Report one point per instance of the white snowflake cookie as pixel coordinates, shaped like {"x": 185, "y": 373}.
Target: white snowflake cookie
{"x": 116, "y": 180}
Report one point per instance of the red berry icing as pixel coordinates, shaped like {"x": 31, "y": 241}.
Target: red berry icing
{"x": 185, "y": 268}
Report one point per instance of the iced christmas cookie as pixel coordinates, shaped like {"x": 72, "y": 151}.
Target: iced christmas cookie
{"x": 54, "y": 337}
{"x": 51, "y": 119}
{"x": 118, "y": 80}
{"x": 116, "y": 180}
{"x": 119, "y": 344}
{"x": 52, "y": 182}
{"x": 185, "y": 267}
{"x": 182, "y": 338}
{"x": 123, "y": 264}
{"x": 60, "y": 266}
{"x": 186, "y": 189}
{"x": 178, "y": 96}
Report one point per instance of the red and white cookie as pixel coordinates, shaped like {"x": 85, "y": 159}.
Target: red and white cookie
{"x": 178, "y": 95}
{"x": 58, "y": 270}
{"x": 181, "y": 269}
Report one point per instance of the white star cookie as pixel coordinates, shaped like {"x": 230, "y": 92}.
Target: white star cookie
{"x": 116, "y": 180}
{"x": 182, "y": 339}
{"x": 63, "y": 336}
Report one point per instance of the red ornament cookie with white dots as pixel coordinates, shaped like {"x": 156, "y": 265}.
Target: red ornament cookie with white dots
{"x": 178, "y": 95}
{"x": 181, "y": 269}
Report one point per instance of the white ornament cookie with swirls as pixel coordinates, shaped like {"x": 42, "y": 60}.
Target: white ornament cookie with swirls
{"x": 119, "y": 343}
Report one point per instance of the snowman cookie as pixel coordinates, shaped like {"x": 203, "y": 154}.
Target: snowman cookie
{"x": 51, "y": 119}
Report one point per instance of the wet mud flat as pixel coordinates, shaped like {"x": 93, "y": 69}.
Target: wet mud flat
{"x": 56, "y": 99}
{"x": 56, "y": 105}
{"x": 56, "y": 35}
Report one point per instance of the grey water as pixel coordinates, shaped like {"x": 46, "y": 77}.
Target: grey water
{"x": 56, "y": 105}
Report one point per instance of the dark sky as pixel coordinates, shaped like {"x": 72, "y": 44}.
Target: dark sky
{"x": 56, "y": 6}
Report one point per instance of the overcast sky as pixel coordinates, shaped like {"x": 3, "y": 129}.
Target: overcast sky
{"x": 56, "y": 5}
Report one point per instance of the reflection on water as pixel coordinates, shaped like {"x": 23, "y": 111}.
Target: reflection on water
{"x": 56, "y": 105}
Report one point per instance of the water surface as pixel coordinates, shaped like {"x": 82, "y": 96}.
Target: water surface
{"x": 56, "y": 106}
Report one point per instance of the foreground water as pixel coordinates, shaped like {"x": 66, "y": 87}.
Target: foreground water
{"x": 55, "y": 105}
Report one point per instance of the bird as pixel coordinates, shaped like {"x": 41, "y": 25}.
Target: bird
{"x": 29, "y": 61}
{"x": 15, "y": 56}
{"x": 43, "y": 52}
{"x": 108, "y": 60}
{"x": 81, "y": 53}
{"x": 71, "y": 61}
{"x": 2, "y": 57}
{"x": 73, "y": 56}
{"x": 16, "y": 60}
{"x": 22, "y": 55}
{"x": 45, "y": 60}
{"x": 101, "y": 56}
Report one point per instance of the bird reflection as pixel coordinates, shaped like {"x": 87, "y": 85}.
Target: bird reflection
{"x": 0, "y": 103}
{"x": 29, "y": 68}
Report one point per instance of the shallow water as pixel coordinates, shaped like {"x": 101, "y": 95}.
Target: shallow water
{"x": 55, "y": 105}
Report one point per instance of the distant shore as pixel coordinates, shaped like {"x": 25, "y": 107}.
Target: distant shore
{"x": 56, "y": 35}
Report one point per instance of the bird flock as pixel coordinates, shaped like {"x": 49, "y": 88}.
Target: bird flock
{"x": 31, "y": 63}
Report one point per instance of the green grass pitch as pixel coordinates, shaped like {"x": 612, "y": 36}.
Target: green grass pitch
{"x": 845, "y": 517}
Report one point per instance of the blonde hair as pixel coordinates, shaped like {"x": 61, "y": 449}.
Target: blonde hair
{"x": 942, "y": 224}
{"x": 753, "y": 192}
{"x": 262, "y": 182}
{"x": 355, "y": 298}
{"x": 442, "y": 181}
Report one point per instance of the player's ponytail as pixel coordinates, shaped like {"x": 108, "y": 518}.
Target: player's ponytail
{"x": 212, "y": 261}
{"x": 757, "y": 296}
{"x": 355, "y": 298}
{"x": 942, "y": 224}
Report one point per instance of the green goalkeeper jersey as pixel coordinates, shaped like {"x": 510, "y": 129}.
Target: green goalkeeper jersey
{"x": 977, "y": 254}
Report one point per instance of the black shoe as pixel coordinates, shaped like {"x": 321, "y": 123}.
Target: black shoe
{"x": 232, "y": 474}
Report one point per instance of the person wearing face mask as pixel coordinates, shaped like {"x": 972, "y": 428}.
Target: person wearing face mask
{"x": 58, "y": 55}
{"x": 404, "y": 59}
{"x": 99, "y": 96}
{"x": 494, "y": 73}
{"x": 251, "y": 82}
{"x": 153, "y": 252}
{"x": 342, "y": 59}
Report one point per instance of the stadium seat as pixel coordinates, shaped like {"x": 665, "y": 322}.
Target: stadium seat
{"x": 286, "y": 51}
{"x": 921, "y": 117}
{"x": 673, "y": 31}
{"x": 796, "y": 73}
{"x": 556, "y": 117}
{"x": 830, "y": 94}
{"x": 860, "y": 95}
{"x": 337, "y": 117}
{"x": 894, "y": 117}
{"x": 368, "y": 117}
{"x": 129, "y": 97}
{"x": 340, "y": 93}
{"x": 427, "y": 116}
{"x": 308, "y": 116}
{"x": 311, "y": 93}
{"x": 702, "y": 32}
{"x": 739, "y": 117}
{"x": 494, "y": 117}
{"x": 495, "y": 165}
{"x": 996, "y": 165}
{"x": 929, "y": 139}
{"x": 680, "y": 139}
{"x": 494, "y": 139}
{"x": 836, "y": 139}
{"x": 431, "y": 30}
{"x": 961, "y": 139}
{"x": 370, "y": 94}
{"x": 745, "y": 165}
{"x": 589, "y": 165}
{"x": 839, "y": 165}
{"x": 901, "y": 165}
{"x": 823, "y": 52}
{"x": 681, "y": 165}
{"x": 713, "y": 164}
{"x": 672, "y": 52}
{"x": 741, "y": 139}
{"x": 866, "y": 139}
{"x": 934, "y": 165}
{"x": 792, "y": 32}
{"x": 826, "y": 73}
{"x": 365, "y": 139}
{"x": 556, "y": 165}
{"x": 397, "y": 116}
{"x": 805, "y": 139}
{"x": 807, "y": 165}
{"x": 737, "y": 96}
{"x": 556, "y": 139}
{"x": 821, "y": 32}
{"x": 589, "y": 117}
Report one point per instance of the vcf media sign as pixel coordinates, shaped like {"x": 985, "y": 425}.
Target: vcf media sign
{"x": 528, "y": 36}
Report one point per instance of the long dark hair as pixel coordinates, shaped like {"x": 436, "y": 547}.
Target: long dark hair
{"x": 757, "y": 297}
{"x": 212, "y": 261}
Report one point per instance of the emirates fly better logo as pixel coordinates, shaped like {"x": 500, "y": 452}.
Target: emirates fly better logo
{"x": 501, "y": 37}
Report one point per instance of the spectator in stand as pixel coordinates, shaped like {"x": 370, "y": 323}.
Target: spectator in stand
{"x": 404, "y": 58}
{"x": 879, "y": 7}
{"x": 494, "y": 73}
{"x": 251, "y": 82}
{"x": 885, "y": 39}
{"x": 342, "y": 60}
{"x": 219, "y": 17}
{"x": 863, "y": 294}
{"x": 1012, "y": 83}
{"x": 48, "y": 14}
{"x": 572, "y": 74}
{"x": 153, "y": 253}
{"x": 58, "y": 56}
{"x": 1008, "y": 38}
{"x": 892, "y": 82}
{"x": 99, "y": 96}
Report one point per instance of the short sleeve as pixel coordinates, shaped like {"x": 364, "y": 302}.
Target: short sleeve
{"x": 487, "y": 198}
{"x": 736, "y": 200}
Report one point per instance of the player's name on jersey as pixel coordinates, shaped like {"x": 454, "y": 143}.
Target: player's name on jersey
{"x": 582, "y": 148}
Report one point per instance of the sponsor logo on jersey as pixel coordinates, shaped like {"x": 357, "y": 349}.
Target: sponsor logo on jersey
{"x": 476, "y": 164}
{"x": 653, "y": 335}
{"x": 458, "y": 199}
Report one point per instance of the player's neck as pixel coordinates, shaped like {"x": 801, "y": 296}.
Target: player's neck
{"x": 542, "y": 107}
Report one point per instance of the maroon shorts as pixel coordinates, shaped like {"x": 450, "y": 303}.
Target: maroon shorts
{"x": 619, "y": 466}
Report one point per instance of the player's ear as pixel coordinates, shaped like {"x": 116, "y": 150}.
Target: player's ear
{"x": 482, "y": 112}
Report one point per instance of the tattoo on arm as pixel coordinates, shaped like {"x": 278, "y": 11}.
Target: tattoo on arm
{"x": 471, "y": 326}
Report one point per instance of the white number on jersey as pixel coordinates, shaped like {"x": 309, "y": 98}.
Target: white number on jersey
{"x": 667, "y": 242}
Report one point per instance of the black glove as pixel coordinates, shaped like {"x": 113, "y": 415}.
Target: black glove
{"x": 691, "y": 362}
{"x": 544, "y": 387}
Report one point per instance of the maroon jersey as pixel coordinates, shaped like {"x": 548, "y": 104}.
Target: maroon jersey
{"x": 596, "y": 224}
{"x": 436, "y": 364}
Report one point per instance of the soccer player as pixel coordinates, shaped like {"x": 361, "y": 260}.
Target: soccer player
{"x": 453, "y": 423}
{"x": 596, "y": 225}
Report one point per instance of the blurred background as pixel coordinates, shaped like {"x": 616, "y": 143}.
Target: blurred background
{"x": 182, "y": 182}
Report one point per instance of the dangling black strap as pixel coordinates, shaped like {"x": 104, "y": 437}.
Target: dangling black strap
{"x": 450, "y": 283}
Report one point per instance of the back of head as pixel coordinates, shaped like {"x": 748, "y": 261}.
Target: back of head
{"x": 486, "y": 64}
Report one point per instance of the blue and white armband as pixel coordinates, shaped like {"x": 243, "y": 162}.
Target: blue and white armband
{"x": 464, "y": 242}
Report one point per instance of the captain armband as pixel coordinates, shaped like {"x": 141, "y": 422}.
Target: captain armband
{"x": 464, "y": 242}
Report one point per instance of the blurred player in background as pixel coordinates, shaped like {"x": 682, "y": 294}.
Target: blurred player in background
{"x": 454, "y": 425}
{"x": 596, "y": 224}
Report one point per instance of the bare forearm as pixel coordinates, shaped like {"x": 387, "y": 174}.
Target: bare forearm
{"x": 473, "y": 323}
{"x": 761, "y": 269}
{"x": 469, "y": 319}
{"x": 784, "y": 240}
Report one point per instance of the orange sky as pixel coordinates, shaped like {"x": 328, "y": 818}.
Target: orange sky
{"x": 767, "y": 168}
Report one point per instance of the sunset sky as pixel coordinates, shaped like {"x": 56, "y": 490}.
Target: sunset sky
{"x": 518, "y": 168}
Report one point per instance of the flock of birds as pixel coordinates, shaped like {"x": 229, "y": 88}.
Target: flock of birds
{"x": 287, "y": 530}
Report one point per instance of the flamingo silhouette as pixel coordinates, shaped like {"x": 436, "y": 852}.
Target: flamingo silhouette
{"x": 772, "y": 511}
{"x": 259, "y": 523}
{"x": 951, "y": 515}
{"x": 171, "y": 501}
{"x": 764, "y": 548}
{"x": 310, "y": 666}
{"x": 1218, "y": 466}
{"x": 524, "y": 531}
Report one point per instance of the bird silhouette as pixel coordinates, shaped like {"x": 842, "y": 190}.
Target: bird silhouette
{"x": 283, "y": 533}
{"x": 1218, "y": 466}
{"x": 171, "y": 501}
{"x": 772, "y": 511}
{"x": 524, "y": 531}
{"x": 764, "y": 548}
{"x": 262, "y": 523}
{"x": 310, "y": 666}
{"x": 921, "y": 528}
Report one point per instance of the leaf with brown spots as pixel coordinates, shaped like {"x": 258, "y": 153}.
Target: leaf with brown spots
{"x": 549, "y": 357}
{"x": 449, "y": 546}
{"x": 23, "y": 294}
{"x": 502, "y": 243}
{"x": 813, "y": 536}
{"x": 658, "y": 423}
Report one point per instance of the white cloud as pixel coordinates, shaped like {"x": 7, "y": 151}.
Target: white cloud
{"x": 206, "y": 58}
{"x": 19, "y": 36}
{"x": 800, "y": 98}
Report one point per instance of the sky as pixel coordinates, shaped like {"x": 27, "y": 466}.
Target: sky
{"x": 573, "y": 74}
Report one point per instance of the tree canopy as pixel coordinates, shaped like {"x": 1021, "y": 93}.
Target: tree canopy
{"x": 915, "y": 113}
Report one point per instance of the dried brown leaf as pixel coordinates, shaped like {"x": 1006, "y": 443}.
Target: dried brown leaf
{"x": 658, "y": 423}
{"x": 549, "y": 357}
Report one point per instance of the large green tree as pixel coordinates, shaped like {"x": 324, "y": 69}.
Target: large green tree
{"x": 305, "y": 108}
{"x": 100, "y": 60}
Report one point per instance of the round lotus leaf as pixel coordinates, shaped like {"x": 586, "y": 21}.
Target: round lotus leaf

Exercise objective: Where a line in the records above includes the string "lotus", show it.

Answer:
Report one point per instance of the round lotus leaf as pixel coordinates, shaped like {"x": 586, "y": 21}.
Target: round lotus leaf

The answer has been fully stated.